Dataset entries -

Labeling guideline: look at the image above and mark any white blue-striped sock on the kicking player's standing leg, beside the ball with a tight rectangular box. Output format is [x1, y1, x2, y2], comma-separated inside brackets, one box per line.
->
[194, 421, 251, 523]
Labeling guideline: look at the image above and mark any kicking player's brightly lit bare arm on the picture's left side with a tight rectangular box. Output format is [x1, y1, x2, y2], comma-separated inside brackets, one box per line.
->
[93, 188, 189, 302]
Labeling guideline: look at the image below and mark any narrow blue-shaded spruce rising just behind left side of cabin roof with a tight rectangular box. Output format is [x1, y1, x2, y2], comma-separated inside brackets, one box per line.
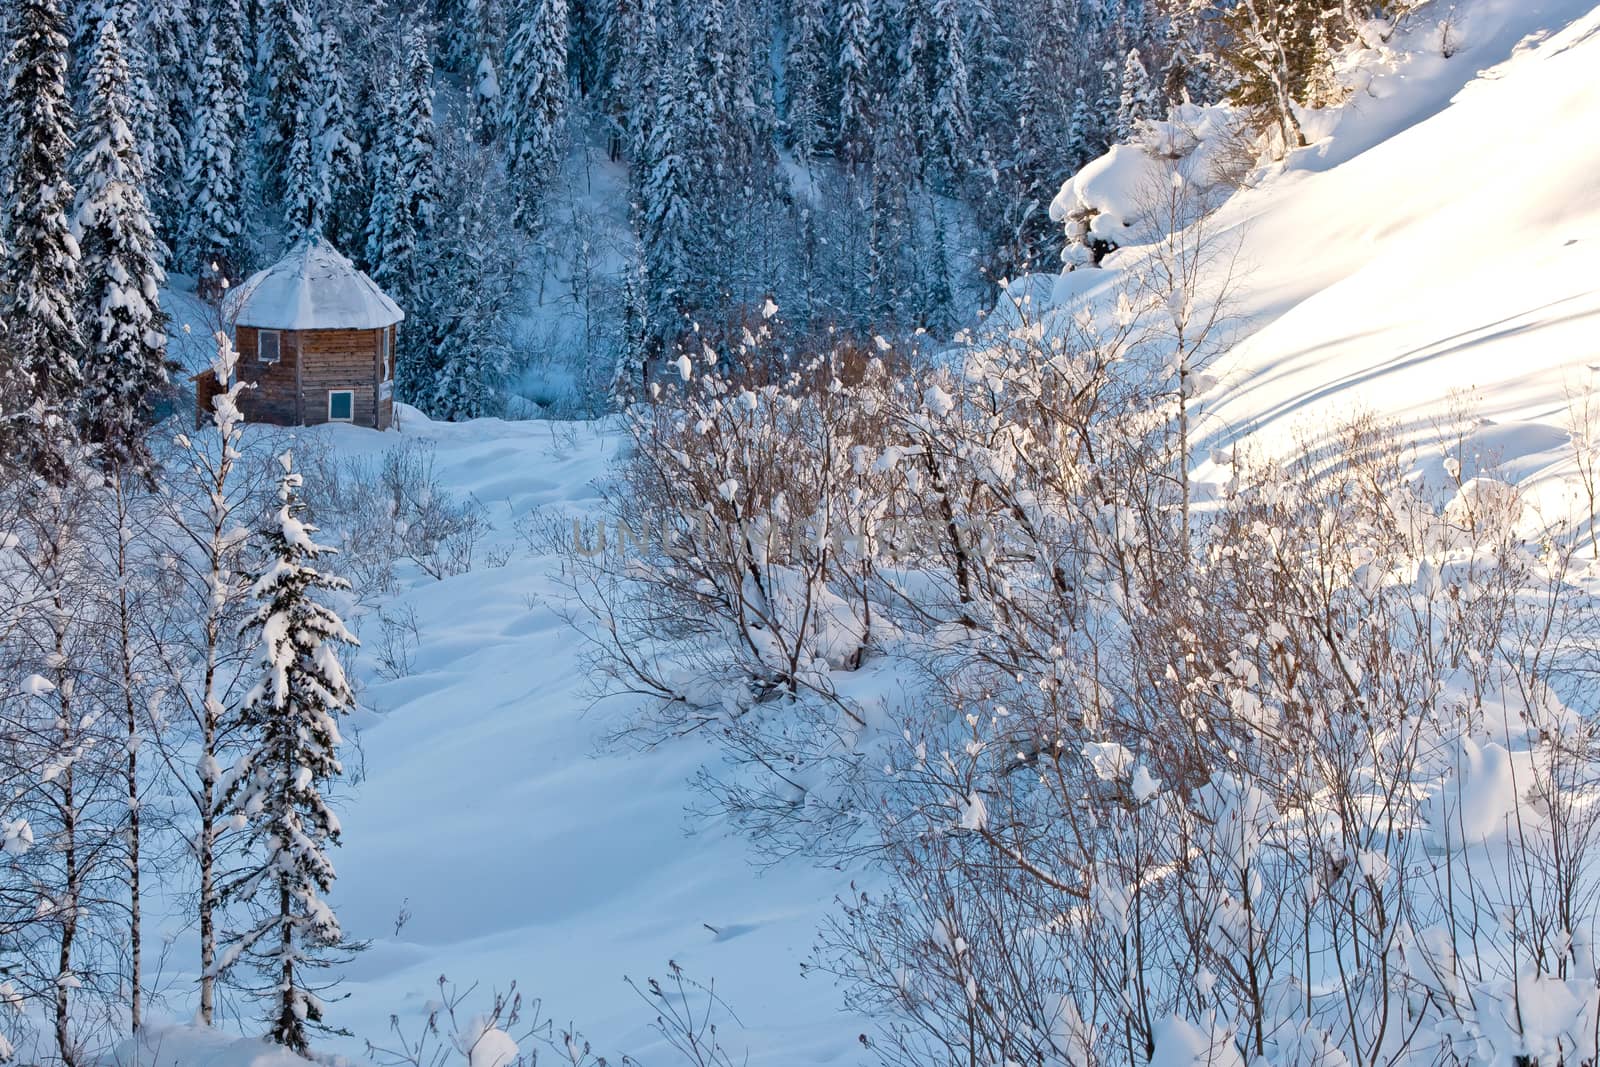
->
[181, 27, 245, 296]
--
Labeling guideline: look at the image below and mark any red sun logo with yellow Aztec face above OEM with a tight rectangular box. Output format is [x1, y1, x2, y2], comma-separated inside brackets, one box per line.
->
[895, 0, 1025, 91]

Try it - From the records above, return each line where "blue" occurs.

Result of this task -
Labeling guideline: look at the image above and mark any white blue-striped sock on the kicking player's standing leg, beside the ball with a tight rectangular box. Output format is [x1, y1, x2, y2], comma-separated inside brackets, one box per line.
Labeling guideline: look at the image below and mark any narrow blue-shaded spruce rising just behind left side of cabin roof with a tight rectangular box. Output format is [x1, y1, x2, y2], comma-separated inside brackets, one box per line.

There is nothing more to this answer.